Goal of the exercise
Retype, word for word, each line between the lines holding "Target: rocky mountain peak" and "[locate] the hiker with", inclusive, and leave the rest of the data alone.
%%
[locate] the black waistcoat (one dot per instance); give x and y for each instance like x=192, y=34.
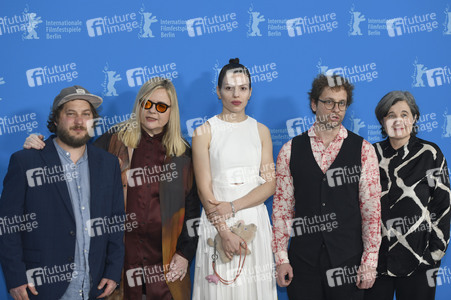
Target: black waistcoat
x=327, y=205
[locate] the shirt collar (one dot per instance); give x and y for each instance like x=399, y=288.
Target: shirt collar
x=342, y=133
x=66, y=154
x=149, y=138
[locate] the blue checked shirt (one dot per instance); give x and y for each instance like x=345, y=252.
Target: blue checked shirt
x=79, y=192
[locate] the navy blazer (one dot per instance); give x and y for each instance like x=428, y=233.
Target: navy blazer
x=51, y=240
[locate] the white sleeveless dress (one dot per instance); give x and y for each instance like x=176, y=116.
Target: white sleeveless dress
x=235, y=157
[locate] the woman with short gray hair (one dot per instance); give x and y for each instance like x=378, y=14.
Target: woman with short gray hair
x=415, y=204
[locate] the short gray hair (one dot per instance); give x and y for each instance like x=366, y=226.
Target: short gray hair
x=390, y=99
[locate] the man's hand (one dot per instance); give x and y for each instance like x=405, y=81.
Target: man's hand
x=110, y=287
x=283, y=270
x=178, y=268
x=366, y=276
x=20, y=293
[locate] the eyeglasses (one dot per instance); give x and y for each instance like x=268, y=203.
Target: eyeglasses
x=159, y=106
x=329, y=104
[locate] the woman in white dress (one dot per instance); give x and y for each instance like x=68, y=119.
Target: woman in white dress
x=234, y=169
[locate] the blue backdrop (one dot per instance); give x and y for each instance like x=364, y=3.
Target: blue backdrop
x=112, y=47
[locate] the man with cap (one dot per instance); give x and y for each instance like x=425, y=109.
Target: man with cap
x=62, y=210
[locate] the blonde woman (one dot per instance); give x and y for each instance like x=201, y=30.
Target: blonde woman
x=160, y=193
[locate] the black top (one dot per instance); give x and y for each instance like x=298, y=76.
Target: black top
x=415, y=206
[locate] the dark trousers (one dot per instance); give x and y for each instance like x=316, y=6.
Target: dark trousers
x=322, y=281
x=414, y=287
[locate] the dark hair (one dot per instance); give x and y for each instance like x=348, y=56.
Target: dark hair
x=390, y=99
x=335, y=82
x=234, y=64
x=55, y=114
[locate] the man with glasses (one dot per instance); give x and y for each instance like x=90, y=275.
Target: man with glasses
x=328, y=200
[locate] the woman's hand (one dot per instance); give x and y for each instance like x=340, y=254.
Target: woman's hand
x=34, y=141
x=219, y=211
x=178, y=268
x=231, y=243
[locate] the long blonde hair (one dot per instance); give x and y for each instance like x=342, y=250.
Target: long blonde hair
x=130, y=131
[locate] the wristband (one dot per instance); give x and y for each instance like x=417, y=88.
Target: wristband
x=233, y=209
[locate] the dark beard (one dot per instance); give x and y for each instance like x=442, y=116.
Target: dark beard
x=64, y=136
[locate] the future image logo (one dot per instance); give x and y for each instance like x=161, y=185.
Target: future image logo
x=255, y=18
x=356, y=18
x=341, y=176
x=366, y=72
x=410, y=25
x=438, y=276
x=26, y=24
x=419, y=71
x=148, y=175
x=310, y=25
x=356, y=123
x=18, y=123
x=49, y=175
x=434, y=76
x=49, y=275
x=51, y=74
x=297, y=126
x=111, y=25
x=138, y=76
x=210, y=25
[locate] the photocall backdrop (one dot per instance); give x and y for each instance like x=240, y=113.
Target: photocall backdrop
x=112, y=47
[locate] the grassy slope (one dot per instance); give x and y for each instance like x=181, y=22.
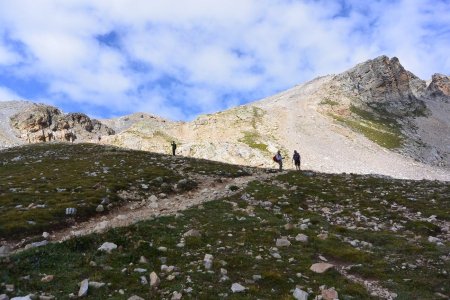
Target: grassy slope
x=239, y=229
x=38, y=182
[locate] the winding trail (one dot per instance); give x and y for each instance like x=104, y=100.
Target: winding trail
x=327, y=146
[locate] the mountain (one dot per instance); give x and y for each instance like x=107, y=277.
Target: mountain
x=374, y=118
x=130, y=224
x=27, y=122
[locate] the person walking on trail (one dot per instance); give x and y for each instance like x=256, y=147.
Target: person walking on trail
x=296, y=158
x=174, y=147
x=279, y=159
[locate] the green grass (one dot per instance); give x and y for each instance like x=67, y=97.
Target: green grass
x=240, y=232
x=381, y=131
x=253, y=140
x=38, y=182
x=328, y=101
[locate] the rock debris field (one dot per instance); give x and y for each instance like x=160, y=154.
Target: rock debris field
x=96, y=222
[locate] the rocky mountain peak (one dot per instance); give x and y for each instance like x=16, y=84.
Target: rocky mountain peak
x=40, y=123
x=384, y=86
x=439, y=86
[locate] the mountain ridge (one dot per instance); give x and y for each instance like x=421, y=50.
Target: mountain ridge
x=377, y=117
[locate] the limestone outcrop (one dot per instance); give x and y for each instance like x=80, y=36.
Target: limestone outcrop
x=44, y=123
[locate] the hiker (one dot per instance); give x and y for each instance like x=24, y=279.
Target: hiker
x=296, y=159
x=279, y=159
x=174, y=147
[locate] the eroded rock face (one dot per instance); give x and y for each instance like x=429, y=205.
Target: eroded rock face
x=384, y=86
x=439, y=87
x=43, y=123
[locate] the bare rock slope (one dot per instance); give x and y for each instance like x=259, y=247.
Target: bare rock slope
x=375, y=118
x=43, y=123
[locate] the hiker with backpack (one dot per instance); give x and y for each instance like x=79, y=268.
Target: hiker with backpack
x=174, y=147
x=296, y=158
x=279, y=159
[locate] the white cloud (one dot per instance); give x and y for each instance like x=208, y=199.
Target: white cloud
x=8, y=95
x=200, y=56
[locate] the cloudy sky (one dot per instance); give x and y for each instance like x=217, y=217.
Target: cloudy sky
x=182, y=58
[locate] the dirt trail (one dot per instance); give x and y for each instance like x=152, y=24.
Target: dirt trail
x=134, y=211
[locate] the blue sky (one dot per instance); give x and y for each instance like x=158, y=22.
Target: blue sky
x=179, y=59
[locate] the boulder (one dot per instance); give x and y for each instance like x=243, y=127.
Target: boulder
x=283, y=242
x=300, y=294
x=301, y=238
x=237, y=288
x=107, y=247
x=84, y=286
x=329, y=294
x=192, y=233
x=154, y=280
x=321, y=267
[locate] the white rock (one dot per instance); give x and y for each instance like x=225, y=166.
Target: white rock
x=301, y=238
x=276, y=255
x=84, y=286
x=237, y=288
x=154, y=280
x=4, y=250
x=193, y=233
x=176, y=296
x=96, y=285
x=433, y=239
x=300, y=294
x=283, y=242
x=329, y=294
x=140, y=270
x=47, y=278
x=144, y=280
x=134, y=297
x=36, y=244
x=22, y=298
x=101, y=226
x=321, y=267
x=208, y=261
x=107, y=247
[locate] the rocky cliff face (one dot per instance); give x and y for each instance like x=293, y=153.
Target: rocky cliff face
x=43, y=123
x=383, y=86
x=396, y=108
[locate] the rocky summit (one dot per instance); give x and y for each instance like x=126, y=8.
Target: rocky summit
x=376, y=118
x=86, y=213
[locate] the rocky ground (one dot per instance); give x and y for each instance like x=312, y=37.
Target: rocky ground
x=149, y=226
x=8, y=137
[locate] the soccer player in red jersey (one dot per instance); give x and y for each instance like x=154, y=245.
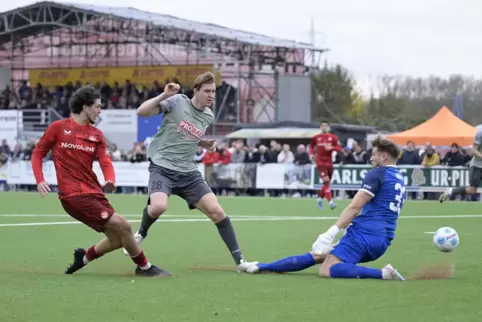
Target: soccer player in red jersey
x=75, y=144
x=321, y=149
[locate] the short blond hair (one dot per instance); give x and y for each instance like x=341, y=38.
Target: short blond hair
x=204, y=78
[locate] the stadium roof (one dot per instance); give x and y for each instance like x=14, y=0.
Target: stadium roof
x=8, y=24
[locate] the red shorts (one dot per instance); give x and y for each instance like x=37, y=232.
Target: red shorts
x=93, y=210
x=325, y=171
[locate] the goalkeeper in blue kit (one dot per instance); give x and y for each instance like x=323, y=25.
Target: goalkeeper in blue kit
x=369, y=222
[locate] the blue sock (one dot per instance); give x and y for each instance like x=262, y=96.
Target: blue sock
x=345, y=270
x=289, y=264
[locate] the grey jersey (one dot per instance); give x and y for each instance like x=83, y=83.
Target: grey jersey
x=174, y=146
x=477, y=162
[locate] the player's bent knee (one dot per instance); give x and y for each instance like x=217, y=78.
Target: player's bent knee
x=158, y=204
x=471, y=190
x=210, y=206
x=325, y=268
x=119, y=224
x=318, y=258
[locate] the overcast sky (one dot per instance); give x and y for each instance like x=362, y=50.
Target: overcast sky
x=370, y=37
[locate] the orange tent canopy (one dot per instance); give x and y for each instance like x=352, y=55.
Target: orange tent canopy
x=444, y=128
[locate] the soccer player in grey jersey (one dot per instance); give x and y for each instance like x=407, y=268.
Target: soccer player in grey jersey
x=171, y=154
x=475, y=170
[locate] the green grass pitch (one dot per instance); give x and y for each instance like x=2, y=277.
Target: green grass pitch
x=37, y=239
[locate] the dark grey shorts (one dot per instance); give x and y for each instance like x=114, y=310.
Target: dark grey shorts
x=188, y=185
x=475, y=176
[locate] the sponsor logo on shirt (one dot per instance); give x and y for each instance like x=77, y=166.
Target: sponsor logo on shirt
x=191, y=130
x=77, y=147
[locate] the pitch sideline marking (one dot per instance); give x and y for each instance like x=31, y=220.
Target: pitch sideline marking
x=246, y=218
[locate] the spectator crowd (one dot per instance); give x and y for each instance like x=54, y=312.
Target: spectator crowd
x=275, y=152
x=126, y=96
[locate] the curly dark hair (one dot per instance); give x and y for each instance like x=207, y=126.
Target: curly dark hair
x=385, y=145
x=84, y=96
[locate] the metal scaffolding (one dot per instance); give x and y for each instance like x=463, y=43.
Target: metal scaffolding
x=55, y=35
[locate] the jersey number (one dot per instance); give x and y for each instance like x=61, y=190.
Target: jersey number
x=397, y=205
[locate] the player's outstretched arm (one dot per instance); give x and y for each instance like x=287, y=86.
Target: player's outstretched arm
x=105, y=162
x=209, y=145
x=44, y=145
x=160, y=103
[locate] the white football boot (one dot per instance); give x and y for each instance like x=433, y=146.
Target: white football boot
x=445, y=195
x=390, y=273
x=138, y=239
x=248, y=267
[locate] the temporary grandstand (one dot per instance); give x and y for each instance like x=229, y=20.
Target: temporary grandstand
x=47, y=41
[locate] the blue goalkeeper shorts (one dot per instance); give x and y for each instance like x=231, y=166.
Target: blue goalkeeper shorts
x=358, y=247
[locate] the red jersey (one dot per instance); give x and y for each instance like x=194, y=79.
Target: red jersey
x=74, y=148
x=318, y=144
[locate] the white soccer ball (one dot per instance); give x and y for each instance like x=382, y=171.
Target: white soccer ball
x=446, y=239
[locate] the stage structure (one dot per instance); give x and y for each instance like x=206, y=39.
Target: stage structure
x=53, y=43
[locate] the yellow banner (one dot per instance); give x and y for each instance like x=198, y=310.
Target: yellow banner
x=142, y=75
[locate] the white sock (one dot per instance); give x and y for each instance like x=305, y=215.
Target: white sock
x=145, y=268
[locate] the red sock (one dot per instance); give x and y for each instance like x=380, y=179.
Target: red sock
x=92, y=254
x=321, y=193
x=327, y=190
x=140, y=259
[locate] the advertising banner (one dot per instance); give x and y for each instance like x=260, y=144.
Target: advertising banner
x=259, y=176
x=138, y=75
x=11, y=122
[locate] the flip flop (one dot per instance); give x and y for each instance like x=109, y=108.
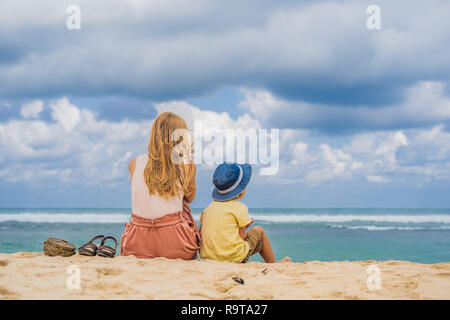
%%
Task response
Target: rocky mountain peak
x=40, y=123
x=384, y=86
x=439, y=86
[locate] the mountain ridge (one dot per instance); give x and y for each instance like x=421, y=50.
Target: mountain ridge
x=377, y=117
[locate] the limestone outcrop (one dot per instance); give x and y for each instance like x=80, y=36.
Target: limestone outcrop
x=44, y=123
[locate] the hiker (one dot per instance); give x and y for each instance like x=24, y=279.
Target: hiker
x=296, y=159
x=279, y=159
x=174, y=147
[locate] the eroded rock face (one dot per instance); give x and y for each instance like x=429, y=205.
Target: eroded rock face
x=384, y=86
x=439, y=87
x=43, y=123
[locate] the bare rock slope (one dot per instance); give x and y for each instance like x=259, y=247.
Target: bare rock slope
x=375, y=118
x=43, y=123
[locate] the hiker with backpack (one dot per instance); give x and y for each instance like x=79, y=268.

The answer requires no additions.